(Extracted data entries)
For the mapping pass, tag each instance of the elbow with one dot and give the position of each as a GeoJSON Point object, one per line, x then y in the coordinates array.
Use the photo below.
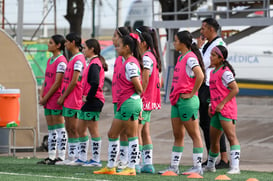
{"type": "Point", "coordinates": [237, 90]}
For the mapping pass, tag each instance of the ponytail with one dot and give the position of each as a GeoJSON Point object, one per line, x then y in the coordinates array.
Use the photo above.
{"type": "Point", "coordinates": [196, 51]}
{"type": "Point", "coordinates": [103, 62]}
{"type": "Point", "coordinates": [148, 35]}
{"type": "Point", "coordinates": [93, 43]}
{"type": "Point", "coordinates": [131, 41]}
{"type": "Point", "coordinates": [225, 55]}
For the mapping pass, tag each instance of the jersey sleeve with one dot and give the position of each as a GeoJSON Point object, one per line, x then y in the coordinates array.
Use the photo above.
{"type": "Point", "coordinates": [147, 62]}
{"type": "Point", "coordinates": [61, 67]}
{"type": "Point", "coordinates": [227, 78]}
{"type": "Point", "coordinates": [192, 62]}
{"type": "Point", "coordinates": [78, 66]}
{"type": "Point", "coordinates": [131, 70]}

**Exercise goal:** Give the number of lines in the records that contain the string "object", and nothing besides.

**Exercise solution:** 3